Rewrite the lines below, from the first one through the one containing "701, 319, 767, 509" inclusive, as a JSON list of strings with one string per line. Omit blank lines and leave the pictures out.

○ ○ ○ ○ ○ ○ ○

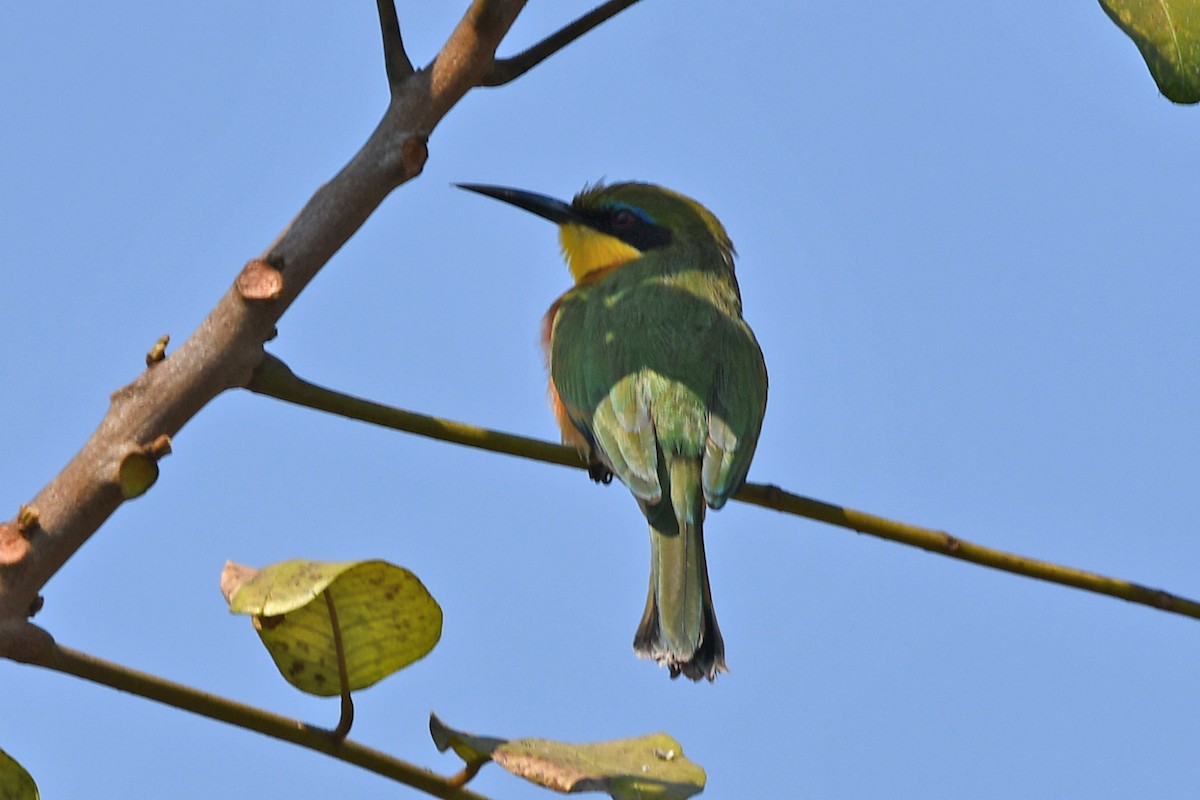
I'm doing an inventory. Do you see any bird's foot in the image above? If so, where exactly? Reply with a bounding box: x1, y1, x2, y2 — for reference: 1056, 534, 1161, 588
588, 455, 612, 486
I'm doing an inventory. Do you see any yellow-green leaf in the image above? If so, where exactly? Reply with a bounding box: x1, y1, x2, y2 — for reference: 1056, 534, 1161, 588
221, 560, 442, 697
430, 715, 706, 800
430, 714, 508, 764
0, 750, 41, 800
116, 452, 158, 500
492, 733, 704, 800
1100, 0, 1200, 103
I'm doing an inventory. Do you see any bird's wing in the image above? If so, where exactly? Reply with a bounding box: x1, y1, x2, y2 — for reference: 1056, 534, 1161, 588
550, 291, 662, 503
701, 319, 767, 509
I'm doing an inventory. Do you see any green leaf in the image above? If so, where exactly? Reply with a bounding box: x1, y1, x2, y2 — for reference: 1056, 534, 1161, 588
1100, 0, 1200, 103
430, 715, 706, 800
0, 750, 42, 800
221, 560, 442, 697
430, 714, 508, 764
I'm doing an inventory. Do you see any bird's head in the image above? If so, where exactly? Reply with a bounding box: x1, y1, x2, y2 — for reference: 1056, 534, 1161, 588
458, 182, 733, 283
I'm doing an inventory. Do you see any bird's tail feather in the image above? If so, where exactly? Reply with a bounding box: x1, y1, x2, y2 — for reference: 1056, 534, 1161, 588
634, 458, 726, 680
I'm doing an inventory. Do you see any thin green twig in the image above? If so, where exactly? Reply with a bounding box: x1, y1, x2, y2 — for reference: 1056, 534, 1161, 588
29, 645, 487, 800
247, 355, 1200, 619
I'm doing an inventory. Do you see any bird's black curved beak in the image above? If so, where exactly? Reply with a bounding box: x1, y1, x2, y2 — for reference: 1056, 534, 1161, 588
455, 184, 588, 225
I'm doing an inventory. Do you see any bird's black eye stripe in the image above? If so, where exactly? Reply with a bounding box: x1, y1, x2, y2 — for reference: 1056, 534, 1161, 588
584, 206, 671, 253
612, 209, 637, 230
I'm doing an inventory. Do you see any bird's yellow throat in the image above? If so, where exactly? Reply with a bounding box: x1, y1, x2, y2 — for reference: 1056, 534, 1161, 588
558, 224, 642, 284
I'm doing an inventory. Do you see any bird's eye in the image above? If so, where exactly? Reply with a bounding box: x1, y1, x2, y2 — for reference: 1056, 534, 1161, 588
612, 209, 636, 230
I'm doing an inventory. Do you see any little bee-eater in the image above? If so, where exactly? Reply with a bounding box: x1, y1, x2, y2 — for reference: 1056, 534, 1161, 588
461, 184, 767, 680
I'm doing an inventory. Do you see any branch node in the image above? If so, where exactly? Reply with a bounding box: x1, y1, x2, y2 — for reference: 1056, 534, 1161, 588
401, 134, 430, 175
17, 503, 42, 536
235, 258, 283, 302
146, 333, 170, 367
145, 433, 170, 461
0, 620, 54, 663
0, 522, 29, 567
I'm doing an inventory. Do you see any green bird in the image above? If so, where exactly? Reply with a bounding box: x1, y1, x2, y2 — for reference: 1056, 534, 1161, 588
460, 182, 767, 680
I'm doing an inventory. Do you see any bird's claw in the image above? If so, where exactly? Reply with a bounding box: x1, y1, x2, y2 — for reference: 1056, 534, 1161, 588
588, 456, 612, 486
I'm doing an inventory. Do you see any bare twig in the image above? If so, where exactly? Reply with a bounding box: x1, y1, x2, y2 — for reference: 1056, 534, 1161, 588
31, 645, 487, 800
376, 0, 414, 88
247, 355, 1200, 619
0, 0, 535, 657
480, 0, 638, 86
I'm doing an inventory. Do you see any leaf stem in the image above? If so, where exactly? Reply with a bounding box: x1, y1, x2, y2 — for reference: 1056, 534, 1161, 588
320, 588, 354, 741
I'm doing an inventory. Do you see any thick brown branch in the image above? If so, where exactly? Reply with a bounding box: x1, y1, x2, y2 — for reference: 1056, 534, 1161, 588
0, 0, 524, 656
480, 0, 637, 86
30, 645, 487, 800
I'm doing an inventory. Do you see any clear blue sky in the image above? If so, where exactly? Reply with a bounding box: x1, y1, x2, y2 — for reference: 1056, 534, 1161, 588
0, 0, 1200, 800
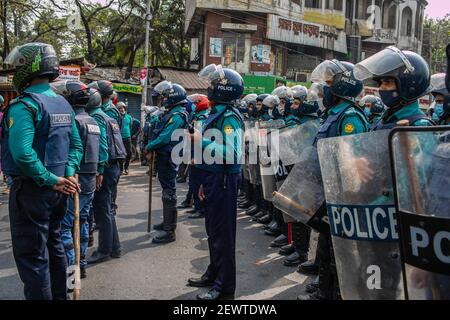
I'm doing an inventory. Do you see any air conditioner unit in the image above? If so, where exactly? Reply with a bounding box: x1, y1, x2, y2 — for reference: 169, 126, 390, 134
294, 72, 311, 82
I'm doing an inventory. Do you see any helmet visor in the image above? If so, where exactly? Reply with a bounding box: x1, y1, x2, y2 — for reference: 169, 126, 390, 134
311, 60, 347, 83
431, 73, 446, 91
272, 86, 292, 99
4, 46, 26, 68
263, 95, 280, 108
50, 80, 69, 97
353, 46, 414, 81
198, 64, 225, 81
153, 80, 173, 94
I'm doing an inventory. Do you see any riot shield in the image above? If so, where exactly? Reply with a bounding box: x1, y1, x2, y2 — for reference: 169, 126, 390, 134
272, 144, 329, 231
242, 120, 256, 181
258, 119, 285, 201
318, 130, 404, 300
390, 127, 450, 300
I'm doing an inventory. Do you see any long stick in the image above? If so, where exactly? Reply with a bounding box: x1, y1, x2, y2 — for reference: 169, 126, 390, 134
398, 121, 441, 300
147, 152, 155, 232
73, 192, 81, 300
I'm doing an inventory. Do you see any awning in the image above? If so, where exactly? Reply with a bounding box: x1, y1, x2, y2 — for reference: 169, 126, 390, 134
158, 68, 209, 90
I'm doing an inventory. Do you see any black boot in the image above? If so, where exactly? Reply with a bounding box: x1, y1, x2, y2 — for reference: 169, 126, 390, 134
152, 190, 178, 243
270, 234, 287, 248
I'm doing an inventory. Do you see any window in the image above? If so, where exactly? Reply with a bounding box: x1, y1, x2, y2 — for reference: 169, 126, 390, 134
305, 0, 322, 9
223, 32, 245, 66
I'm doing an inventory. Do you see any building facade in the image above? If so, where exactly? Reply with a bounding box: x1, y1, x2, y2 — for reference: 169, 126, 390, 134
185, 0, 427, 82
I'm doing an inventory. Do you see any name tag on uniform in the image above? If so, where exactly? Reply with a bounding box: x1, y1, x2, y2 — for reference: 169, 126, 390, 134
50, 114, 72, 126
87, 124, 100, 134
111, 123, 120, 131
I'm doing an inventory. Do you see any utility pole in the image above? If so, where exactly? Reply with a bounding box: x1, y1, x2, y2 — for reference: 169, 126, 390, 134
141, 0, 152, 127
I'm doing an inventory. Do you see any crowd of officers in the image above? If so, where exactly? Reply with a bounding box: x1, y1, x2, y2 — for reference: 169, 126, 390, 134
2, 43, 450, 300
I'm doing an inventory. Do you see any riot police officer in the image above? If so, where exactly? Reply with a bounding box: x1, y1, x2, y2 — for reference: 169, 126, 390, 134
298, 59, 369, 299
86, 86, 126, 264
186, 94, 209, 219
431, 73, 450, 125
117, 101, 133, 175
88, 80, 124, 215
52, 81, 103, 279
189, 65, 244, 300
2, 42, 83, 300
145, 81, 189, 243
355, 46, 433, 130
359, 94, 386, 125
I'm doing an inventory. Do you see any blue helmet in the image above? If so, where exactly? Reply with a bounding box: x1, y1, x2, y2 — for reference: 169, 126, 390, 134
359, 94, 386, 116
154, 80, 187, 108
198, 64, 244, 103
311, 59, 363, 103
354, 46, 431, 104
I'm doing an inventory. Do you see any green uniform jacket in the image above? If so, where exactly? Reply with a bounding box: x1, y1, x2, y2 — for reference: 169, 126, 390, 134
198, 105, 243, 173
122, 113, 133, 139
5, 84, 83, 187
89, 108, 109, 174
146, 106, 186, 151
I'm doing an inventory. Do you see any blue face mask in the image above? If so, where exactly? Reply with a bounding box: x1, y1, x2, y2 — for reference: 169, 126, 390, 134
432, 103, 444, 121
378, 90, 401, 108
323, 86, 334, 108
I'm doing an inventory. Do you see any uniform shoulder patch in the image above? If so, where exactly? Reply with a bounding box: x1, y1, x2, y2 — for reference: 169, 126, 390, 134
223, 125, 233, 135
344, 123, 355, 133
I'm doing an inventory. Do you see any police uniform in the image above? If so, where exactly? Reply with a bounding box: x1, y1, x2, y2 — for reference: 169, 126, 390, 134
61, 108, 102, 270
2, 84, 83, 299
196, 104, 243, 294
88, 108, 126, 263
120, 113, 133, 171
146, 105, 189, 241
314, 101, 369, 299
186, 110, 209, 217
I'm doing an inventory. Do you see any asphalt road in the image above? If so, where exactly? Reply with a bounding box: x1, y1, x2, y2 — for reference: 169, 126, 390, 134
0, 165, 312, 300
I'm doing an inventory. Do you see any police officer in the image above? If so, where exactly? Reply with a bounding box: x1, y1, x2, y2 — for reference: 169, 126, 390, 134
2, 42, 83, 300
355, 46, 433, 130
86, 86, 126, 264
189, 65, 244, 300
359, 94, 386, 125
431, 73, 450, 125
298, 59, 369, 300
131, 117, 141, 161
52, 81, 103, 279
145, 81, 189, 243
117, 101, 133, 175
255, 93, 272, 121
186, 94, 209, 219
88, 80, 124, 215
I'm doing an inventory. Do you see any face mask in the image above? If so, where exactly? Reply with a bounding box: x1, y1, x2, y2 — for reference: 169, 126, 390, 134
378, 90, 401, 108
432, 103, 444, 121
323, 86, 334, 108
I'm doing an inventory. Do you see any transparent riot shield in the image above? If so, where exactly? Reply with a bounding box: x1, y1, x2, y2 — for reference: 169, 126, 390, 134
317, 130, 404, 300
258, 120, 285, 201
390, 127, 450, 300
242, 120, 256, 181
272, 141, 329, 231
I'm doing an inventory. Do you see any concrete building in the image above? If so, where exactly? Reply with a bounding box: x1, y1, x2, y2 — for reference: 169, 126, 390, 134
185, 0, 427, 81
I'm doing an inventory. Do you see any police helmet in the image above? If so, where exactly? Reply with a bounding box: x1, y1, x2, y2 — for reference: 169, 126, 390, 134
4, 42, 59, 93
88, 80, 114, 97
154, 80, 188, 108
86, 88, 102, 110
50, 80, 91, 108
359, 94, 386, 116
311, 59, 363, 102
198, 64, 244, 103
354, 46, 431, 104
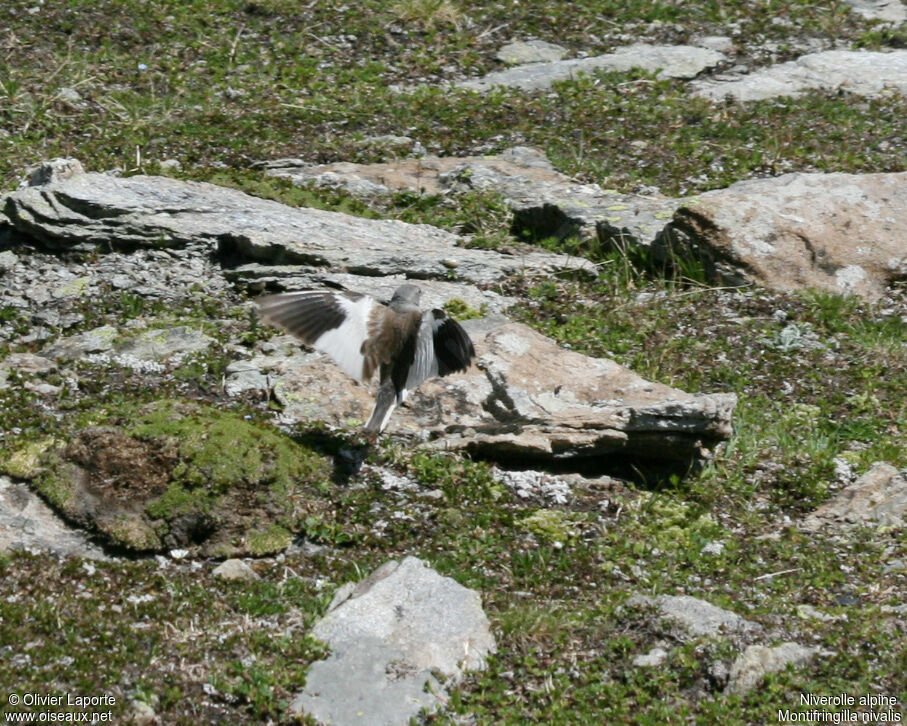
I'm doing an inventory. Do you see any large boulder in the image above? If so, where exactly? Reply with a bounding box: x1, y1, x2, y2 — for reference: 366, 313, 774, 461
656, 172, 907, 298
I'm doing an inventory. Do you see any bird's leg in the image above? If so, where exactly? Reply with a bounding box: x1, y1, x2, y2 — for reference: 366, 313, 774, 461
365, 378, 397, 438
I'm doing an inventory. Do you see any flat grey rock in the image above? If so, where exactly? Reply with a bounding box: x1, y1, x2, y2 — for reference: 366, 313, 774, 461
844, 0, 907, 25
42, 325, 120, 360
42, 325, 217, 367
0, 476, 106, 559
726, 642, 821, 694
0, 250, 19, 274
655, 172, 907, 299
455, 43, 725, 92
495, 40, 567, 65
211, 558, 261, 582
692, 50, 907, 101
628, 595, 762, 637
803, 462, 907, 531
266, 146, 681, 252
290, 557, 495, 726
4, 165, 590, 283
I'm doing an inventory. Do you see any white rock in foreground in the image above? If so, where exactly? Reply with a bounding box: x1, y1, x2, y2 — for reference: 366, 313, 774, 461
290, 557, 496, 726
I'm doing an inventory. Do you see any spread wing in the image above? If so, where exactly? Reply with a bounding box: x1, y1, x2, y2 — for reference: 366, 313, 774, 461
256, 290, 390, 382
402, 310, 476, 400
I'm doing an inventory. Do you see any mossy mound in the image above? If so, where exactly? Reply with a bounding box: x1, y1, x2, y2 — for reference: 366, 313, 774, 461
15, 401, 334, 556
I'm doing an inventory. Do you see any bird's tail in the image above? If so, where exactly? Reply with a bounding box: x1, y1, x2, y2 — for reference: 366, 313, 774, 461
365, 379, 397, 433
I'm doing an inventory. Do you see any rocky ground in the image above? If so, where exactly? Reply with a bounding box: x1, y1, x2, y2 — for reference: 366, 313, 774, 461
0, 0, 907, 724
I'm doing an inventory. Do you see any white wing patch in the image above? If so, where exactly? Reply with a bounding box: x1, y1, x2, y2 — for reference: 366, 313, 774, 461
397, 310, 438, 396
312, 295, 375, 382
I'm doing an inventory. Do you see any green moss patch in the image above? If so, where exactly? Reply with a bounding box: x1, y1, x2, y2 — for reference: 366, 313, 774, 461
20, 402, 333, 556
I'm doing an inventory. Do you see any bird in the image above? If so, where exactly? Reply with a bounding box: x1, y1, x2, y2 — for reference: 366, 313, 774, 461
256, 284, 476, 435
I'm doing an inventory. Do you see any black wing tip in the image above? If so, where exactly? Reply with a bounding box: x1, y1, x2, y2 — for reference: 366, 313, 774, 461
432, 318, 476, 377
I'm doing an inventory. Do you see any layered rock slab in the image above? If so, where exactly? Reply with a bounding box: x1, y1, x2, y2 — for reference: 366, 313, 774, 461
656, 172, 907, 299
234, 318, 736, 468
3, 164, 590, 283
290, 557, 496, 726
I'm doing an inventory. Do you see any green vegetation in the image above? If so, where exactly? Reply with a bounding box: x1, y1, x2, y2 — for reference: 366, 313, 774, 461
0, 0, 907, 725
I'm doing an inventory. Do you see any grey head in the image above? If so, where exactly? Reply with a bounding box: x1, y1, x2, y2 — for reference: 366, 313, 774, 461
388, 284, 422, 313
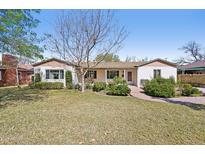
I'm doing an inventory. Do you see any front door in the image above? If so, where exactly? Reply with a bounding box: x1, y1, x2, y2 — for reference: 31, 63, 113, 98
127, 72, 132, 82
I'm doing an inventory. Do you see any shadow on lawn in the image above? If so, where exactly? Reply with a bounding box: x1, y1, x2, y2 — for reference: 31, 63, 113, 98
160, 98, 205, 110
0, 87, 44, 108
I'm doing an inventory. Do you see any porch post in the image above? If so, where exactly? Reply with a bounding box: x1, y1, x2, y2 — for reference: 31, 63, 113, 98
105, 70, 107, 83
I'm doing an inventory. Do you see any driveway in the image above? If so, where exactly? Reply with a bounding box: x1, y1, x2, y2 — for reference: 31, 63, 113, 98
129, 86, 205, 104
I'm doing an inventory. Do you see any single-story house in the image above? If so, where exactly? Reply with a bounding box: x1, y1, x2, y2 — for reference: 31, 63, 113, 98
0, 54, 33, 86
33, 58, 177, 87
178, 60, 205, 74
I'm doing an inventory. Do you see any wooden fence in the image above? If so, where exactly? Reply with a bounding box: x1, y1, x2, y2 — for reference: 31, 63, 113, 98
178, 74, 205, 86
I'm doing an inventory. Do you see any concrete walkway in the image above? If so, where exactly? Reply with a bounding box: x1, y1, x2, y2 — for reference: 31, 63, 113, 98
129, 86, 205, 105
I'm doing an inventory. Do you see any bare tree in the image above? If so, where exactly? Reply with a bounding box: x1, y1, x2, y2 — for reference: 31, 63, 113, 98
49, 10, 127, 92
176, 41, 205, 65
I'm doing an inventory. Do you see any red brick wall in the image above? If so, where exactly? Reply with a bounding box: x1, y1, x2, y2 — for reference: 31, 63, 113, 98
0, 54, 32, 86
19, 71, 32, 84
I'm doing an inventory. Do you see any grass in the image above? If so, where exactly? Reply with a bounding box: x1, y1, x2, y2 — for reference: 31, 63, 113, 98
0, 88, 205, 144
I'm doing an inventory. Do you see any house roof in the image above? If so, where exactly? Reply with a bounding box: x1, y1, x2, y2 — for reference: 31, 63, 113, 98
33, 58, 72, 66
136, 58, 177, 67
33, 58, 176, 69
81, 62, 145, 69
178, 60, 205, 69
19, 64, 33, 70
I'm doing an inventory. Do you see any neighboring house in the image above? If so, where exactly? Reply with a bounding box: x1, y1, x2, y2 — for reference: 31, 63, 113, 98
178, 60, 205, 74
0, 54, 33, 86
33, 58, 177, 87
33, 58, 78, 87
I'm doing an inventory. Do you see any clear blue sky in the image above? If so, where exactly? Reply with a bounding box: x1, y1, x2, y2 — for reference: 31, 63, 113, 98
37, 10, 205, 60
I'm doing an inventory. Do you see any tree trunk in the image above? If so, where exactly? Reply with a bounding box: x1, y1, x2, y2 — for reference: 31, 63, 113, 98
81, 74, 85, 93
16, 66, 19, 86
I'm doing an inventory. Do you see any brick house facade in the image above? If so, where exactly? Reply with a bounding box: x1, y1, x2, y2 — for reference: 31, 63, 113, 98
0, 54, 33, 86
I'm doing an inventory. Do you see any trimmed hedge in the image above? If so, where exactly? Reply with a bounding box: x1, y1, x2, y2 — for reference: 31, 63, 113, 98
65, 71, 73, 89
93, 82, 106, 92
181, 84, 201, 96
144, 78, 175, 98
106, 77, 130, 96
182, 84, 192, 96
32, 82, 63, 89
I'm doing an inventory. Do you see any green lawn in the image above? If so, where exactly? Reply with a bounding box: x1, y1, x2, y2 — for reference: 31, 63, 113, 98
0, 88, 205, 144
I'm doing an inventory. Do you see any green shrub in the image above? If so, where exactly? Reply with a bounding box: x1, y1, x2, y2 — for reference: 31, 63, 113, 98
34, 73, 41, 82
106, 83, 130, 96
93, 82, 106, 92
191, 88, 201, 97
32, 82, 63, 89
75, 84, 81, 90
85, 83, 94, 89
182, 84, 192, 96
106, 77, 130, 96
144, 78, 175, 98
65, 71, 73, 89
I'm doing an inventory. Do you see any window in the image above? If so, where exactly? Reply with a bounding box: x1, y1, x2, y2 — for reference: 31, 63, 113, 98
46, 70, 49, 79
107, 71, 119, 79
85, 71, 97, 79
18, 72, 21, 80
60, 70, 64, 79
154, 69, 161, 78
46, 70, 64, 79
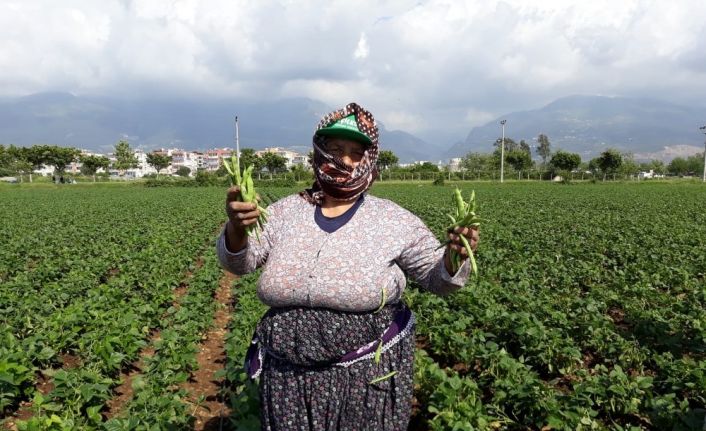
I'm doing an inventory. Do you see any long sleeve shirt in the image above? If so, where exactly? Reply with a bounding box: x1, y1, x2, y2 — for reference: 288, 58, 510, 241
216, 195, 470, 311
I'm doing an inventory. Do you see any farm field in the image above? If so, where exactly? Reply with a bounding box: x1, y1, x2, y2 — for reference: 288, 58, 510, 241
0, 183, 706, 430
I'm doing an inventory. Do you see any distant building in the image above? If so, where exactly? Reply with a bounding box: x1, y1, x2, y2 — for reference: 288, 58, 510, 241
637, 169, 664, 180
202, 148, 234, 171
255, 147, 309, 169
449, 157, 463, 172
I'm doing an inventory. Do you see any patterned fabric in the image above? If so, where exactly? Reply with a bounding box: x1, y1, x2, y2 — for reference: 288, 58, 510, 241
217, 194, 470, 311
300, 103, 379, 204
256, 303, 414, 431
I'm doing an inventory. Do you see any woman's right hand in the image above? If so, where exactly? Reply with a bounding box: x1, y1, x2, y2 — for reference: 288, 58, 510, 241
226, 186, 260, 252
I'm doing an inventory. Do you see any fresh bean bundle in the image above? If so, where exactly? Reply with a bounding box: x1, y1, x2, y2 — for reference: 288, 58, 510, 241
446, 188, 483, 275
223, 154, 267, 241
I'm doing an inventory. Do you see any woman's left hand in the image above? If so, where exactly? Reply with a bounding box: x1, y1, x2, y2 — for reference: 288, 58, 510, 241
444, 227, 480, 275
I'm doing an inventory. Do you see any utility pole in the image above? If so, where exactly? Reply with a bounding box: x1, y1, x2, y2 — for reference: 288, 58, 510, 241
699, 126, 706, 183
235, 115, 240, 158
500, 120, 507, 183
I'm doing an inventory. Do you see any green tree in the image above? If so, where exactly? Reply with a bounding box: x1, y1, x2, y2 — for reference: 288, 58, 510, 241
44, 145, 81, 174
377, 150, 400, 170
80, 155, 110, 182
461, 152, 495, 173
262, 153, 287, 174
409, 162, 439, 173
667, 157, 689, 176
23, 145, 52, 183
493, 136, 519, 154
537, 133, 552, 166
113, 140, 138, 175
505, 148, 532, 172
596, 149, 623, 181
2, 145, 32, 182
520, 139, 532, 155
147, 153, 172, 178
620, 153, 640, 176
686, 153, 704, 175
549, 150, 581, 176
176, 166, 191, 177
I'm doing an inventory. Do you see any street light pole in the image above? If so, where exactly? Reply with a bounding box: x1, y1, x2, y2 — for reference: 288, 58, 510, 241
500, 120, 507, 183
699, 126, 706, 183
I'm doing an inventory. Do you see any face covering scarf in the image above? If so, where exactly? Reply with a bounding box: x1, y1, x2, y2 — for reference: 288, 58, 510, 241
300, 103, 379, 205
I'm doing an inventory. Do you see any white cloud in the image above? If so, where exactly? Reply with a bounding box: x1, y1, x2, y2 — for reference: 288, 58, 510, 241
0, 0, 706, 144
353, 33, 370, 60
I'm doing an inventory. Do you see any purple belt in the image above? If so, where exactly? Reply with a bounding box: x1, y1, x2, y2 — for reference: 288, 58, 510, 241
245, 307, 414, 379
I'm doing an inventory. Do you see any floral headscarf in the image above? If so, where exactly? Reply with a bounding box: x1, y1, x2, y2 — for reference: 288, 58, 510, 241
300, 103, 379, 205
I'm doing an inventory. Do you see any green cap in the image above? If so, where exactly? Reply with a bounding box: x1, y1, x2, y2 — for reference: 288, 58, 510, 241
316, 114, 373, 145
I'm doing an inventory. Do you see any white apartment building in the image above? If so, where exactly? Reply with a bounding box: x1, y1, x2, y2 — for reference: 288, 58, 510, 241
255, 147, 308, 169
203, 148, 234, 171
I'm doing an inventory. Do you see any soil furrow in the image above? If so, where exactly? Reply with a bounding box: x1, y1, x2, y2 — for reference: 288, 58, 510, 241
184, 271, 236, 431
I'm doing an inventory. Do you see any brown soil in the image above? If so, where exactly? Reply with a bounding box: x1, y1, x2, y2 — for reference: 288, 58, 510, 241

○ ○ ○ ○ ○ ○ ○

→ Answer to this task
[
  "I'm doing an inventory. Do you see any bird's foot in the image above? If so, where exactly? Reply with a bounding box: x1, y1, x2, y2 — for reference: 1056, 534, 1161, 588",
  "588, 455, 612, 486",
  "I'm doing an inventory. Do you see any yellow-green leaf in the image above? If so, where exactly? Reply with a bounding box: x1, y1, x2, y2 — for reference: 1056, 534, 1161, 588",
  "221, 560, 442, 697",
  "430, 715, 706, 800",
  "430, 714, 508, 764",
  "0, 750, 41, 800",
  "116, 452, 158, 500",
  "492, 733, 704, 800",
  "1100, 0, 1200, 103",
  "I'm doing an inventory. Do you see any bird's wing in the image above? If so, where exactly? Reply with a bounding box: x1, y1, x2, y2 — for reference: 1056, 534, 1161, 588",
  "550, 291, 662, 503",
  "701, 319, 767, 509"
]